**EXERCISE GOAL**
Reproduce the lines below word for word, leaving out the pictures.

**GIVEN DATA**
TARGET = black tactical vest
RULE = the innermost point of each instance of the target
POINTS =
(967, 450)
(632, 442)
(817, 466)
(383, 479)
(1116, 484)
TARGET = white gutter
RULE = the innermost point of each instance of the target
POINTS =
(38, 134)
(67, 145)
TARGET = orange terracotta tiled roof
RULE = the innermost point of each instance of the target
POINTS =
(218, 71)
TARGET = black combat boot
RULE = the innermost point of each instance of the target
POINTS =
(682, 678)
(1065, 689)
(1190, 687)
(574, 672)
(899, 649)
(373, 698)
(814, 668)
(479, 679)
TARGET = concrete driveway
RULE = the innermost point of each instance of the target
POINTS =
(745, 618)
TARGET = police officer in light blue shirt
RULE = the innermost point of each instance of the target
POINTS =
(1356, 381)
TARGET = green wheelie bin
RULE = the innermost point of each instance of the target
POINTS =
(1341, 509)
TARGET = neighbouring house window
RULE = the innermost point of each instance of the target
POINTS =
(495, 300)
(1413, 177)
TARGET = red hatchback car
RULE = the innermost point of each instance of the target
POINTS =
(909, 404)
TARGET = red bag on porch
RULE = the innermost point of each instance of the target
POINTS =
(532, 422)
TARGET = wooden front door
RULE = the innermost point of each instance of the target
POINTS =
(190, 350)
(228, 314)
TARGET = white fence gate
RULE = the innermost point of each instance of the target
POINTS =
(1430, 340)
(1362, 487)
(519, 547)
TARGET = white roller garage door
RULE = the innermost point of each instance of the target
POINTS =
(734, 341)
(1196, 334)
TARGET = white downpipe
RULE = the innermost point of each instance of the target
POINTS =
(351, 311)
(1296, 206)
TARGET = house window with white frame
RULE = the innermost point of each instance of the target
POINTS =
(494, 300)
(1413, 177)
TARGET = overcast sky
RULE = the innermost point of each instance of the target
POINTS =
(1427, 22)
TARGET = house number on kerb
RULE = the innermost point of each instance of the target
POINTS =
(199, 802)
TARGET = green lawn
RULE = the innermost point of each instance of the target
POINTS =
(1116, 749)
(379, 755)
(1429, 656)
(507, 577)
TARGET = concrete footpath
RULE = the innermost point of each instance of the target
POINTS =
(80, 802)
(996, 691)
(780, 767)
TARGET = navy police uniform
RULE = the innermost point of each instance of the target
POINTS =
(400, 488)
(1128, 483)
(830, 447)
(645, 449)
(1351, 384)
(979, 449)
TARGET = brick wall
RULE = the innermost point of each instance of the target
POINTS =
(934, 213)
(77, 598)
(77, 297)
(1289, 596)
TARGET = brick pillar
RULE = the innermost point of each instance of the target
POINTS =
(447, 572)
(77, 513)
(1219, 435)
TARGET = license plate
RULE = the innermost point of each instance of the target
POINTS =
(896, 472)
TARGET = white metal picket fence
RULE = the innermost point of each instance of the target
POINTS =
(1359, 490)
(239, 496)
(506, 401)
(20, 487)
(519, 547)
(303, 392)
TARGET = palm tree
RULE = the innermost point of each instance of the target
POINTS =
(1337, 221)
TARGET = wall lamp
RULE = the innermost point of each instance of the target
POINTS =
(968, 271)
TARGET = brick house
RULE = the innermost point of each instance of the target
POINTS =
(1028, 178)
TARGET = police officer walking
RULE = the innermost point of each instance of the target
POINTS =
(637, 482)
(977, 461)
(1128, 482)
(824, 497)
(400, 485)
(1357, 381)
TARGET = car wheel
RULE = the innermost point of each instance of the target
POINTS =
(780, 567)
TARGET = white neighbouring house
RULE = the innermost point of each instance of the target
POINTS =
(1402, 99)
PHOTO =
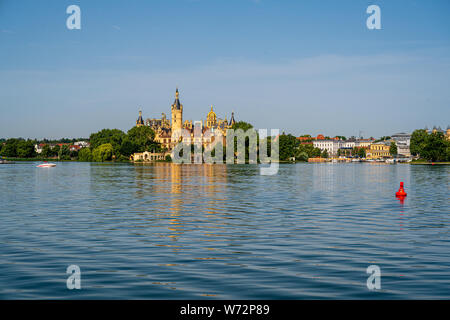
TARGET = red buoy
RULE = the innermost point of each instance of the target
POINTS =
(401, 192)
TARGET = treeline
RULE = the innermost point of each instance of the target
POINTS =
(17, 148)
(105, 145)
(114, 144)
(430, 146)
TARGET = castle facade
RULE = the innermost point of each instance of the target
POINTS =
(169, 132)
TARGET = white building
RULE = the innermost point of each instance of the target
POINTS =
(332, 146)
(82, 144)
(402, 140)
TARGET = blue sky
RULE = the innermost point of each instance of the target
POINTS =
(300, 66)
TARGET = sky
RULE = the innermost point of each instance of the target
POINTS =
(303, 66)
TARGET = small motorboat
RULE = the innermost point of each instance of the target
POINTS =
(46, 165)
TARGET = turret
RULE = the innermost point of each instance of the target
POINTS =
(140, 120)
(177, 113)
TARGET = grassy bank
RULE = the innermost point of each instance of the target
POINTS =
(424, 162)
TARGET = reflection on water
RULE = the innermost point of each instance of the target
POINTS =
(223, 231)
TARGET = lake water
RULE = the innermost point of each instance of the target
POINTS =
(167, 231)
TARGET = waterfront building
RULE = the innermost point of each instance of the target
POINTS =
(168, 133)
(364, 143)
(332, 146)
(82, 144)
(402, 140)
(379, 150)
(148, 156)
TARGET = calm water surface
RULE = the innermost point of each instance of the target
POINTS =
(198, 231)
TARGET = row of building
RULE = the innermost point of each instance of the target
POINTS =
(374, 149)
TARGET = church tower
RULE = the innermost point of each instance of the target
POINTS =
(177, 113)
(140, 120)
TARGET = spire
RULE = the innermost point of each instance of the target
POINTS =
(176, 104)
(232, 121)
(140, 120)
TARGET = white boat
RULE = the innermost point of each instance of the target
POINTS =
(46, 165)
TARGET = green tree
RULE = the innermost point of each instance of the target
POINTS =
(245, 126)
(46, 151)
(103, 152)
(288, 145)
(143, 139)
(393, 150)
(25, 149)
(10, 148)
(418, 141)
(242, 125)
(105, 136)
(85, 155)
(362, 152)
(56, 150)
(128, 147)
(435, 147)
(64, 153)
(302, 156)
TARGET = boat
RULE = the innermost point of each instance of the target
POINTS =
(46, 165)
(4, 161)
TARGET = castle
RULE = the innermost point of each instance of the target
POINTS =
(168, 133)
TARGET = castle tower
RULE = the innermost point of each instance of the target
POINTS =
(232, 121)
(177, 113)
(140, 120)
(211, 119)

**FINAL RESULT**
TARGET = black tactical vest
RULE = the innermost point of each instance of the target
POINTS =
(967, 450)
(632, 442)
(817, 466)
(383, 479)
(1116, 484)
TARGET = white gutter
RULE = the innermost point of each instance of the target
POINTS =
(38, 134)
(67, 145)
TARGET = orange terracotta tiled roof
RULE = the innermost point of each instance of the target
POINTS =
(218, 71)
TARGET = black combat boot
RULE = the innermost point of each instance of the target
POINTS =
(682, 678)
(1065, 689)
(1190, 687)
(574, 672)
(899, 649)
(373, 698)
(814, 668)
(479, 679)
TARGET = concrete driveway
RULE = the innermost point of each instance of the target
POINTS =
(745, 618)
TARGET = police officer in light blue shirt
RULE = the innermost point of each instance of the target
POINTS =
(1356, 381)
TARGET = green wheelie bin
RULE = the innermost point of each instance of the target
POINTS =
(1341, 509)
TARGET = neighbouring house window
RULE = the innermost point of each instance of the target
POINTS =
(495, 300)
(1413, 177)
TARGET = red hatchback car
RULE = the innermost point of each instance of the target
POINTS =
(909, 404)
TARGET = red bag on porch
RULE = the innermost point of each instance of the target
POINTS =
(532, 422)
TARGET = wooden front door
RULE = the innermost point of each instance of the target
POINTS =
(190, 350)
(228, 314)
TARGET = white fence gate
RULE = the innermost point of each instance of the target
POINTS =
(1430, 340)
(1362, 487)
(519, 547)
TARGET = white roller garage door
RULE = the innermost point of each instance of the target
POINTS =
(734, 341)
(1196, 334)
TARGET = white downpipe
RULE = the innermost point of each instance of the target
POINTS =
(351, 311)
(1296, 206)
TARGET = house window with white frame
RULE = the innermost point of each instance of the target
POINTS =
(494, 300)
(1413, 177)
TARGET = overcast sky
RULE = the innermost point of each instance of the target
POINTS =
(1427, 22)
TARGET = house number on kerb
RULE = the innermost point of each instance of the target
POINTS =
(199, 802)
TARGET = green lawn
RULE = the innermost point of each instance of the target
POINTS =
(1116, 749)
(379, 755)
(1429, 656)
(507, 577)
TARGET = concrete footpath
RULE = the innermost point of each instance of the target
POINTS =
(80, 802)
(996, 691)
(780, 767)
TARGET = navy police uniform
RULE = the innermost point of each instance of the target
POINTS =
(400, 488)
(1128, 483)
(830, 447)
(645, 449)
(1351, 384)
(979, 449)
TARGET = brick wall
RULE = the innermost point of each instance of the target
POINTS =
(934, 213)
(77, 598)
(77, 297)
(1289, 596)
TARGET = brick pillar
RULE = the innermost point of each instance of the target
POINTS =
(447, 572)
(77, 513)
(1219, 435)
TARGET = license plate
RULE = the innermost point of each instance of the target
POINTS =
(896, 472)
TARGET = white metal picket fence
RULE = the innermost point of each instance of the target
POINTS =
(1359, 490)
(239, 496)
(506, 401)
(20, 487)
(519, 547)
(303, 392)
TARGET = palm tree
RULE = the innermost point of each instance of the target
POINTS =
(1337, 221)
TARGET = wall lamp
RULE = the innermost point of each instance of the target
POINTS =
(968, 271)
TARGET = brick house
RULE = the innermost point of each instance of the target
POINTS =
(1028, 178)
TARGET = police officer walking
RULE = the innermost point of each instance of the target
POINTS =
(637, 482)
(977, 461)
(1128, 482)
(824, 497)
(400, 485)
(1357, 381)
TARGET = car wheel
RULE = the innermost point of each instance of the target
POINTS =
(780, 567)
TARGET = white neighbouring house
RULE = the innermost point of each instance of the target
POINTS =
(1402, 99)
PHOTO =
TARGET = red buoy
RULE = the innermost point of each instance of the target
POINTS =
(401, 192)
TARGET = treeline
RULE = the innermost point of each instance of the target
POINTS =
(17, 148)
(105, 145)
(114, 144)
(430, 146)
TARGET = castle facade
RULE = the innermost point of each instance of the target
POINTS =
(169, 132)
TARGET = white building
RULE = the innermost point of each instance of the target
POINTS =
(332, 146)
(82, 144)
(402, 140)
TARGET = blue sky
RULE = the innermost point of each instance of the target
POINTS =
(300, 66)
TARGET = sky
RULE = the innermost point of each instance of the target
POINTS =
(303, 66)
TARGET = small motorboat
RULE = the innermost point of each instance of the target
POINTS =
(46, 165)
TARGET = turret
RULE = the innermost point of each instance of the target
POINTS =
(140, 120)
(177, 113)
TARGET = grassy bank
RULE = the innermost point of each instance of the target
POINTS =
(424, 162)
TARGET = reflection on water
RULE = the innermost point of each instance of the target
POINTS =
(223, 231)
TARGET = lake water
RULE = the innermost point of each instance of the target
POINTS =
(167, 231)
TARGET = waterfront building
RULE = the innermost point of each instance of the target
POINTS =
(168, 133)
(364, 143)
(332, 146)
(82, 144)
(402, 140)
(379, 150)
(148, 156)
TARGET = calm water surface
RULE = the innermost point of each instance of the target
POINTS =
(198, 231)
TARGET = row of building
RULE = the innermost point of each instance of the target
POINTS =
(374, 149)
TARGET = church tower
RULE = the innermost point of each instance of the target
POINTS =
(177, 113)
(140, 120)
TARGET = spire
RULE = the innermost point of each instance of the target
POINTS =
(176, 104)
(232, 121)
(140, 120)
TARGET = white boat
RULE = the innermost point of each instance of the target
POINTS =
(46, 165)
TARGET = green tree
RULE = the innermost point of each instance of the target
POINTS =
(245, 126)
(46, 151)
(103, 152)
(288, 145)
(143, 139)
(393, 150)
(25, 149)
(10, 148)
(418, 141)
(242, 125)
(105, 136)
(85, 155)
(362, 152)
(56, 150)
(128, 147)
(435, 147)
(64, 153)
(302, 156)
TARGET = boat
RULE = the innermost point of each instance of the target
POINTS =
(46, 165)
(4, 161)
TARGET = castle
RULE = the innermost point of each instance of the target
POINTS =
(168, 133)
TARGET = castle tower
RULE = the innermost point of each instance of the target
POINTS =
(232, 121)
(177, 113)
(140, 120)
(211, 119)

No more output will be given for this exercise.